**Extracted records**
----
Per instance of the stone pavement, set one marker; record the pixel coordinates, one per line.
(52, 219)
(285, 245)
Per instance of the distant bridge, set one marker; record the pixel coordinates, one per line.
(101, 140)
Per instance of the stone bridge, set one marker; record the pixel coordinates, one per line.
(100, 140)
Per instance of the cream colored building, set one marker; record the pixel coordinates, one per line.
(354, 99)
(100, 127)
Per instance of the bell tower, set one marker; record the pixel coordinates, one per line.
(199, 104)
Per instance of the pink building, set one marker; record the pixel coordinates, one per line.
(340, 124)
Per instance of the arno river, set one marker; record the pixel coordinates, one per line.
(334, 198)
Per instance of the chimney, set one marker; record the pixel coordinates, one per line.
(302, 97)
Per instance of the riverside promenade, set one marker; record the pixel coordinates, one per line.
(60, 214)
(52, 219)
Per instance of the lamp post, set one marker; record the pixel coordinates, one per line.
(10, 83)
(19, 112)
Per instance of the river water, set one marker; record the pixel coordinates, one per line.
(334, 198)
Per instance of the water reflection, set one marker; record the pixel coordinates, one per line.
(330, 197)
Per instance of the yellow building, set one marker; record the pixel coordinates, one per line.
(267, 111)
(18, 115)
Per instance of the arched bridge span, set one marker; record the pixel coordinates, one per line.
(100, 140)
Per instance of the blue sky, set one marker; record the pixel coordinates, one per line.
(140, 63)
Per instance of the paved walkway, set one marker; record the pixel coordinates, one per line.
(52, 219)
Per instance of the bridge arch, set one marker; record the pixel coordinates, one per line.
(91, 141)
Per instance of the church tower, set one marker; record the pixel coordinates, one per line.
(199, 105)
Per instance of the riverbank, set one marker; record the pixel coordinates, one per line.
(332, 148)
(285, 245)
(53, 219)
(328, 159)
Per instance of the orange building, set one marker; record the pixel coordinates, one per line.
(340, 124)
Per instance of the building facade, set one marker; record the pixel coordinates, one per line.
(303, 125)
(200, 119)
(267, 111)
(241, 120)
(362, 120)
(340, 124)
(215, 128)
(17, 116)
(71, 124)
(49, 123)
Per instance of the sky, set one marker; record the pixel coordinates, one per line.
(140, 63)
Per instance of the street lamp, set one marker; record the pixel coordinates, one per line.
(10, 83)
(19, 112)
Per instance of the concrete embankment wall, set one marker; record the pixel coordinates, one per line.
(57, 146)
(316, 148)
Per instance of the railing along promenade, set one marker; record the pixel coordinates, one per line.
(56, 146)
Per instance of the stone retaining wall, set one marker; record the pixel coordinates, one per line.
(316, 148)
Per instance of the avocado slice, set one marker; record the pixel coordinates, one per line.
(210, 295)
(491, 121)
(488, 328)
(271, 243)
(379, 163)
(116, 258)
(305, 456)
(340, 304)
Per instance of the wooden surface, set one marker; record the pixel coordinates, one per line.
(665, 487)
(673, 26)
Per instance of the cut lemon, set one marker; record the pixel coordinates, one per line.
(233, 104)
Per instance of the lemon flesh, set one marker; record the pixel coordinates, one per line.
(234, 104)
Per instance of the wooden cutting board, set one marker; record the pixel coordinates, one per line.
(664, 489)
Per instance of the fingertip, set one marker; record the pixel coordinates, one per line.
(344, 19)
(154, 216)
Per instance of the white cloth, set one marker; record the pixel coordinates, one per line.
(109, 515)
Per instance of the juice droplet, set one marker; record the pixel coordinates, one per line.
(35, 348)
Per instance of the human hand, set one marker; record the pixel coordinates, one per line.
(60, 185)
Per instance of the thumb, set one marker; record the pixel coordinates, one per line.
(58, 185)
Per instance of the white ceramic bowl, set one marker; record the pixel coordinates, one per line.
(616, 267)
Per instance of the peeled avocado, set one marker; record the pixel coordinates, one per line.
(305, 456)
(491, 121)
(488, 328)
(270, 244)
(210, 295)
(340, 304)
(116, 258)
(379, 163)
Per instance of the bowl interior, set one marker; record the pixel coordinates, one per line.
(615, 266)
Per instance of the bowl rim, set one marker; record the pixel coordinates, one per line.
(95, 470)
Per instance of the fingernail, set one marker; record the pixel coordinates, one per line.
----
**Task requirements**
Could you give the records again, exactly as they appear?

**Your response**
Per instance of the stone pavement, set one marker; record the pixel coordinates, one per line.
(52, 219)
(285, 245)
Per instance of the distant bridge, set one marker; record the pixel coordinates, one per line.
(101, 140)
Per instance of the stone bridge, set one marker; record the pixel coordinates, one per line.
(100, 140)
Per instance of the cream colored building, set one marker; record the pixel coordinates, one per line.
(354, 99)
(100, 127)
Per instance of the bell tower, set one marker; record the pixel coordinates, one per line.
(199, 104)
Per instance of the pink building, set one marker; record the pixel coordinates, one per line.
(340, 124)
Per instance of the arno river, set one marker; record the pixel coordinates, one per line.
(334, 198)
Per instance of the chimney, set one marker; record the pixel coordinates, one per line.
(302, 97)
Per instance of the riverside promenade, set one marker; record the pixel coordinates, one per line.
(60, 214)
(52, 219)
Per instance of the lamp post, set one marker; record the pixel coordinates, one per line.
(10, 83)
(19, 112)
Per instance of the river water, set one marker; record the pixel coordinates, one per line.
(334, 198)
Per instance of the water reflection, set one marker; record the pixel coordinates, one per line.
(330, 197)
Per instance of the yellow building, set one marker; record the pixel coordinates, one per line.
(267, 111)
(18, 115)
Per instance of the arched bridge span, set one marker; record the pixel coordinates, one per line.
(100, 140)
Per instance of the blue sky, set one marker; record the pixel coordinates, one per line.
(140, 63)
Per instance of the paved walkway, set one marker; record the pixel coordinates, one per line.
(52, 219)
Per instance of the bridge arch, set one marker; record the pixel coordinates, one per line.
(91, 141)
Per instance of the church tower, set one marker; record the pixel coordinates, one per line.
(199, 105)
Per instance of the riverbank, set one marker; record the pixel coordinates, one per line.
(332, 148)
(285, 245)
(53, 219)
(328, 159)
Per instance of the orange building, set one marker; record the pixel coordinates, one per line.
(340, 124)
Per instance of the building facade, set one marker; record the pixel coordinates, one per line.
(303, 125)
(200, 119)
(267, 111)
(241, 120)
(362, 120)
(340, 124)
(215, 128)
(17, 116)
(71, 124)
(49, 123)
Per instance of the sky, set one marker; record the pixel coordinates, one per line.
(140, 63)
Per instance of the street lamp, set one marker; record the pixel coordinates, one per line.
(10, 83)
(19, 112)
Per instance of the concrete embankment wall, set one marker; record the pixel coordinates, one per line.
(57, 146)
(316, 148)
Per instance of the railing along promenade, set one marker; record the pixel coordinates, one per line.
(56, 146)
Per instance of the stone retaining wall, set one marker; record the pixel coordinates, one per line.
(316, 148)
Per instance of the avocado slice, set one marker; record the pixel coordinates, one per line.
(210, 295)
(491, 121)
(488, 328)
(271, 243)
(379, 163)
(116, 258)
(305, 456)
(340, 304)
Per instance of the wooden surface, set one marker; record the pixel coordinates, one per line.
(665, 487)
(673, 26)
Per instance of the cut lemon, set one marker; record the pixel coordinates, one per line.
(233, 104)
Per instance of the lemon flesh, set one marker; record the pixel coordinates, one per line.
(234, 104)
Per instance of the wooden cutting board, set one marker; record the pixel coordinates, one per line.
(664, 489)
Per instance of the fingertip, set one marker; record the pixel coordinates, one per line.
(344, 19)
(154, 216)
Per instance of the white cloth, set one marker; record the pixel coordinates, one per line.
(109, 515)
Per instance of the juice droplet, set one marker; record the pixel coordinates, one per line.
(35, 348)
Per instance of the human hand, set one marker; record the pixel coordinates, one per line.
(60, 185)
Per instance of the thumb, set one marker; record the pixel coordinates, one per line.
(58, 185)
Per instance of the white ceramic bowl, set one marker; record the pixel coordinates, one per line.
(616, 267)
Per instance of the peeled avocado, set one marker; record the pixel coordinates, one per line.
(305, 456)
(491, 121)
(488, 328)
(270, 244)
(210, 295)
(340, 304)
(116, 258)
(379, 163)
Per instance of the bowl interior, set one marker; record the pixel coordinates, one per line.
(615, 266)
Per instance of the bowl rim, set one marker; record the pixel coordinates, one per line.
(95, 470)
Per instance of the fingernail, set one marker; record the pixel coordinates, one per line.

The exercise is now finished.